» **Task details**
In the copy, include every entry exactly but none of the images.

[Region pointing data]
Content starts

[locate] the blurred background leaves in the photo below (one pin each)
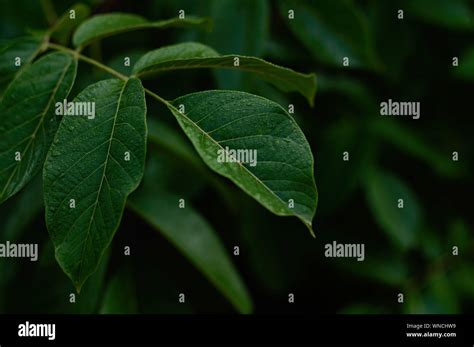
(408, 250)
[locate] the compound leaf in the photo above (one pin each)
(27, 119)
(221, 124)
(105, 25)
(87, 176)
(196, 55)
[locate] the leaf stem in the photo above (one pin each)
(105, 68)
(88, 60)
(49, 11)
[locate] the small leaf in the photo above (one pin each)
(281, 174)
(24, 48)
(331, 30)
(196, 55)
(384, 192)
(27, 119)
(192, 235)
(87, 163)
(105, 25)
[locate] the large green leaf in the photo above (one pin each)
(281, 177)
(104, 25)
(192, 235)
(15, 216)
(331, 30)
(25, 48)
(190, 55)
(87, 163)
(383, 193)
(27, 119)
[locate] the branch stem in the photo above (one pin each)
(103, 67)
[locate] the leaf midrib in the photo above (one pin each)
(238, 163)
(81, 262)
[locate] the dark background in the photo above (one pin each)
(407, 251)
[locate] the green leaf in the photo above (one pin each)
(26, 48)
(331, 30)
(218, 122)
(15, 216)
(192, 235)
(63, 29)
(87, 163)
(196, 55)
(105, 25)
(383, 193)
(27, 119)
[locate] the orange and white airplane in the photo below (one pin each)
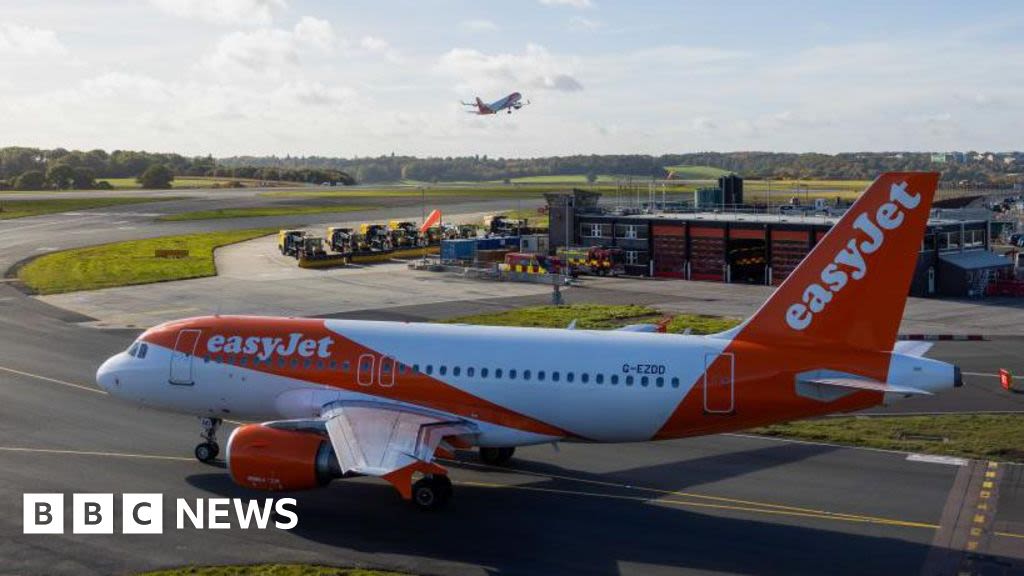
(385, 399)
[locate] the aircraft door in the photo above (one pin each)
(365, 370)
(181, 358)
(718, 383)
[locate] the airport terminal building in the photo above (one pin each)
(759, 248)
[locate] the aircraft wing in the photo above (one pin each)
(379, 439)
(863, 384)
(912, 347)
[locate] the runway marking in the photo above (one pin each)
(92, 453)
(784, 507)
(54, 380)
(767, 510)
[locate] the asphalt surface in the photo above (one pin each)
(732, 504)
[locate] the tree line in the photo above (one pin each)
(30, 168)
(979, 168)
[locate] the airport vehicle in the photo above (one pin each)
(340, 398)
(289, 241)
(509, 103)
(596, 260)
(341, 240)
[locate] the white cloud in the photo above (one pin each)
(536, 68)
(479, 26)
(270, 51)
(27, 41)
(582, 24)
(258, 12)
(379, 46)
(573, 3)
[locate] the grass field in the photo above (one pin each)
(269, 570)
(597, 317)
(124, 263)
(23, 208)
(998, 437)
(696, 172)
(258, 211)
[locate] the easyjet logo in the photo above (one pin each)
(851, 261)
(264, 346)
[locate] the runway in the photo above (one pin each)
(732, 504)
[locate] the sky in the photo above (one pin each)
(361, 78)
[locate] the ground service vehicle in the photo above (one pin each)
(340, 398)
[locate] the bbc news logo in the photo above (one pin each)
(143, 513)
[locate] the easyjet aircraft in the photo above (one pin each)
(386, 399)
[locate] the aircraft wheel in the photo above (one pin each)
(207, 452)
(432, 492)
(497, 456)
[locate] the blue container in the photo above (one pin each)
(461, 249)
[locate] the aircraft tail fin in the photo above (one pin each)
(852, 287)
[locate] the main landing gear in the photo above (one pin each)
(208, 450)
(497, 456)
(431, 492)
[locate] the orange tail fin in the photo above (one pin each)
(852, 287)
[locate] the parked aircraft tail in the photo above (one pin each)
(852, 287)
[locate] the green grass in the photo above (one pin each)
(998, 437)
(124, 263)
(269, 570)
(596, 317)
(532, 217)
(684, 172)
(259, 211)
(23, 208)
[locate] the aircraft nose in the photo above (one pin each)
(107, 375)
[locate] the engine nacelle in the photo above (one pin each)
(261, 457)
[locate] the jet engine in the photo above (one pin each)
(263, 457)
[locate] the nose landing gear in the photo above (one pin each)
(208, 450)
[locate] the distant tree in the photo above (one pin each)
(84, 178)
(60, 176)
(33, 179)
(156, 176)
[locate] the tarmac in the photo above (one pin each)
(723, 504)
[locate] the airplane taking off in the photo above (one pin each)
(509, 103)
(341, 398)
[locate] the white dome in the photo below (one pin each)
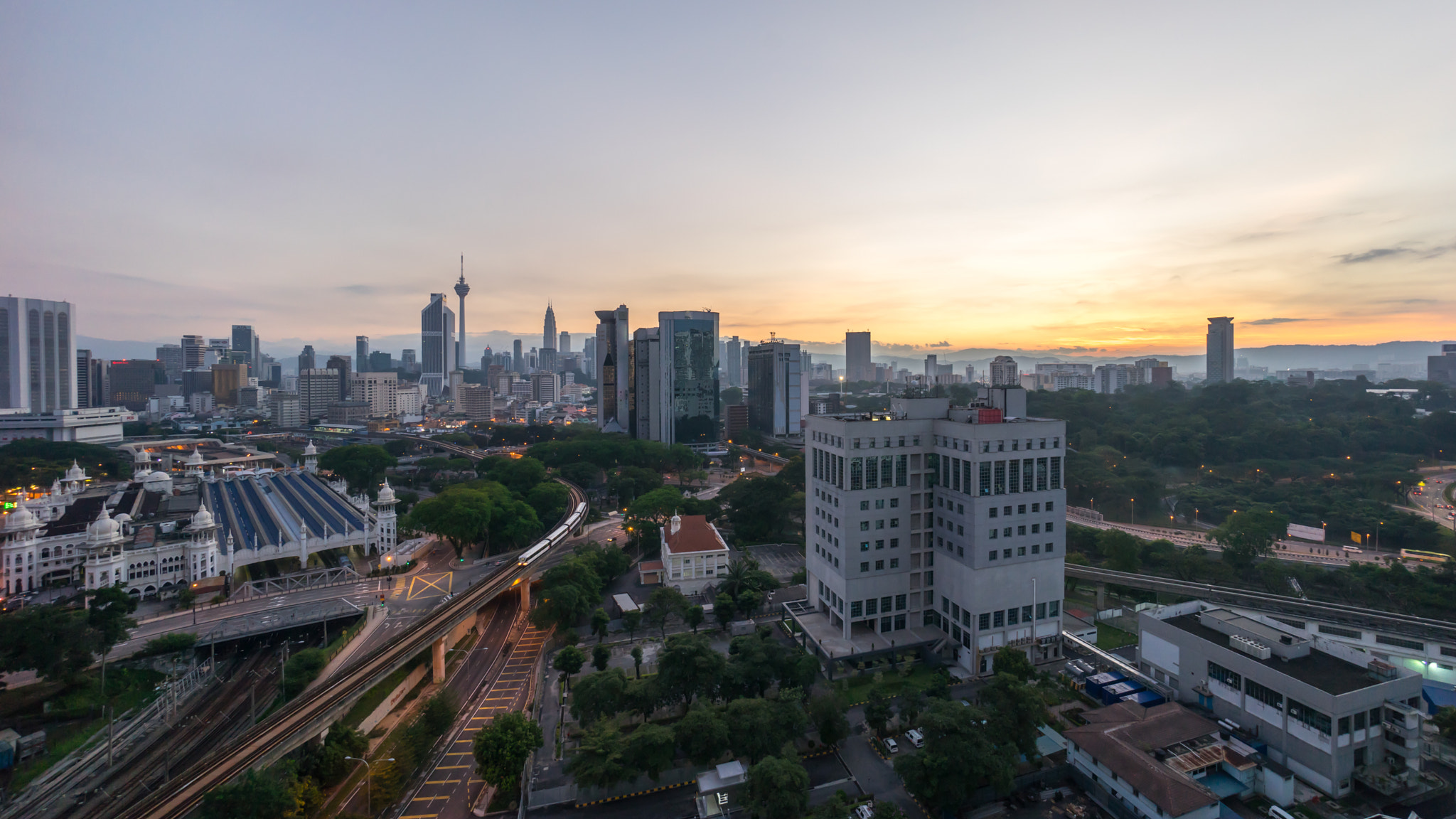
(203, 519)
(104, 530)
(22, 518)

Content ends

» **Result of the task**
[locate] the blurred background leaves in the photo below (one pin each)
(408, 250)
[locate] the compound leaf in the photo above (one pin each)
(27, 119)
(221, 124)
(105, 25)
(87, 176)
(196, 55)
[locate] the leaf stem in the photo above (one pin each)
(105, 68)
(88, 60)
(49, 11)
[locate] the small leaf in the photo above (one pin each)
(281, 174)
(24, 48)
(331, 30)
(196, 55)
(384, 192)
(27, 119)
(192, 235)
(87, 163)
(105, 25)
[locate] the large green leaf in the photo above (one pin each)
(281, 177)
(104, 25)
(192, 235)
(15, 216)
(331, 30)
(25, 48)
(190, 55)
(87, 163)
(383, 193)
(27, 119)
[locate] the branch stem in the photo above (one pin each)
(103, 67)
[locate] the leaf midrib in the photo above (one pin each)
(238, 163)
(81, 262)
[locate] the dark background in the photo above (one pin each)
(407, 251)
[locate] the green leaf in the photo above (one pin each)
(26, 48)
(331, 30)
(218, 122)
(15, 216)
(192, 235)
(63, 29)
(87, 163)
(196, 55)
(105, 25)
(383, 193)
(27, 119)
[locate] the orange and white airplane in the photo below (one pin each)
(385, 399)
[locate] the aircraft door in the photo above (one pin each)
(365, 370)
(181, 358)
(718, 383)
[locate] the airport terminal building in the photo above (one pin each)
(759, 248)
[locate] the aircraft wing in the photo above (one pin each)
(379, 439)
(863, 384)
(912, 347)
[locate] the runway marking in the photo above (one pin each)
(92, 453)
(784, 507)
(54, 380)
(767, 510)
[locate] the asphalt surface in the photo above (one pin each)
(732, 504)
[locate] the tree line in the photo above (one pin each)
(30, 168)
(979, 168)
[locate] the airport vehicle in the photo above (one pin each)
(340, 398)
(289, 241)
(509, 103)
(596, 260)
(341, 240)
[locate] the white cloud in the photo above (one pin each)
(536, 68)
(479, 26)
(270, 51)
(27, 41)
(582, 24)
(258, 12)
(379, 46)
(573, 3)
[locate] the grass field in the photo above (one pin each)
(269, 570)
(597, 317)
(124, 263)
(23, 208)
(998, 437)
(696, 172)
(258, 211)
[locate] the easyjet logo in the photo above (one pin each)
(851, 261)
(264, 346)
[locate] the runway in the photo above (one pin each)
(732, 504)
[locate] the sky in the photo above (one pin each)
(361, 78)
[locate] the ground service vehicle in the photo above (one pin each)
(340, 398)
[locate] the bbc news logo in the photo above (one pin each)
(143, 513)
[locate] the easyjet aircraft in the photo above (one pin each)
(386, 399)
[locate] the aircraft wheel in the photo above (one pin each)
(207, 452)
(432, 492)
(497, 456)
[locate] the blue container in the photo above (one pin each)
(461, 249)
[locate] the aircraft tail fin in the photo above (one pin each)
(852, 287)
[locate] the main landing gear in the photo above (one pin each)
(208, 450)
(497, 456)
(431, 492)
[locate] the orange tail fin in the photo above (one pin each)
(852, 287)
[locate] the parked aircraft tail in the photo above (one pin each)
(852, 287)
[locate] the green grass in the photo above (one pin each)
(998, 437)
(124, 263)
(269, 570)
(596, 317)
(532, 217)
(684, 172)
(259, 211)
(23, 208)
[locate] the aircraft nose in the photo above (one pin each)
(107, 375)
[locate] the engine nacelle in the photo above (one pin each)
(261, 457)
[locate] the jet engine in the photo above (one pin each)
(263, 457)
[locate] the nose landing gear in the photo above (one pin each)
(208, 450)
[locate] the distant tree in the photo above (one pin each)
(84, 178)
(60, 176)
(33, 179)
(156, 176)
[locate] the tarmac in the photo above (one pin each)
(723, 504)
[locate] the airplane taking off in the photo above (one pin each)
(509, 103)
(341, 398)
[locate] the white dome in the photo below (one pin each)
(203, 519)
(104, 530)
(22, 518)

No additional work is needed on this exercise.